Extracted text -
BEGIN

Five years ago I walked into AA and changed my life.
Going to my first meeting was one of the most terrifying things I’ve ever done, and I remember crying much of the drive over. But by the end of the first week, I had admitted that rather than a drinking problem, I had a disease. I had gotten a gene that made me have an allergic reaction to alcohol: once I started drinking, I couldn’t stop.
It wasn’t always like that. I didn’t start drinking to oblivion until Karl got sick. An expert I know says that for many women, alcohol abuse starts with grief, and that was certainly true for me. But over the years since, even in the periods when I didn’t drink (mostly only my pregnancy), I was running away from my emotions. All of them hurt too much. It was easier to be numb, and alcohol was the fastest route.
AA forced me to confront my feelings and to take a good hard look at myself. At times, I think the AA lens is too harsh. I often found folks in AA quick to judge and even quicker with a cliche – AA is famous for that, and AA folks have no trouble admitting it. A lot of the sayings work, especially “let go, let God.” But when I was having something of a crisis one night and my sponsor said, “You’re such an alcoholic,” I felt belittled. I fired the sponsor, and cut back on meetings.
Still, I practiced the steps, attended an occasional meeting, went to Al-anon a few times. For me, the initial contact with AA, the commitment to not drink, to let go and let God was and is profound and life-changing. I have worked hard to be less judgmental, a fault I didn’t realize I had until AA. I’ve tried to listen more than I talk, to be more compassionate, to stop blaming everyone, including myself, and most importantly to be grateful continually. AA gave me a relationship with God I had never had before, and opened my eyes to the difference things that God can mean to different people.
Toward the end of last year, I wondered what it would be like to have a glass of champagne again. I told the spouse that I was considering trying some on New Year’s Eve. That night, I felt a cold coming on, and the thought of drinking was revolting. I knew then how much I had changed; 5 years ago, nothing, not even pneumonia, would have stopped me from drinking champagne on New Year’s Eve.
On my birthday, I had that glass. I knew that wine would be flowing in Italy, and I wanted to try a little in a safe environment with the spouse rather than going on a tear with the Eldest in tow. If anything bad happened, I wouldn’t drink in Italy.

END

Source material -
BEGIN

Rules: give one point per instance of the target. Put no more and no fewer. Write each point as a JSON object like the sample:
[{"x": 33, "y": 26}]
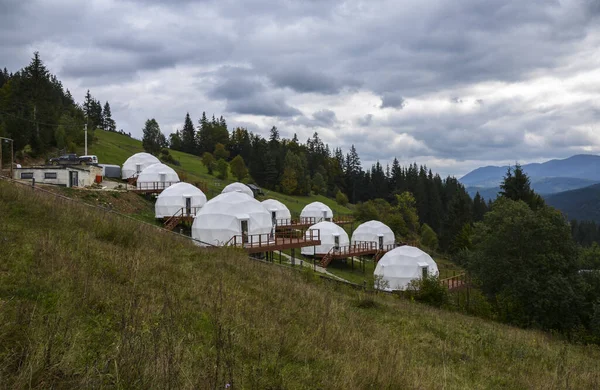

END

About this exercise - Reproduce verbatim the passage of the text on recovery in AA from "Toward the end" to "drink in Italy.".

Response area -
Toward the end of last year, I wondered what it would be like to have a glass of champagne again. I told the spouse that I was considering trying some on New Year’s Eve. That night, I felt a cold coming on, and the thought of drinking was revolting. I knew then how much I had changed; 5 years ago, nothing, not even pneumonia, would have stopped me from drinking champagne on New Year’s Eve.
On my birthday, I had that glass. I knew that wine would be flowing in Italy, and I wanted to try a little in a safe environment with the spouse rather than going on a tear with the Eldest in tow. If anything bad happened, I wouldn’t drink in Italy.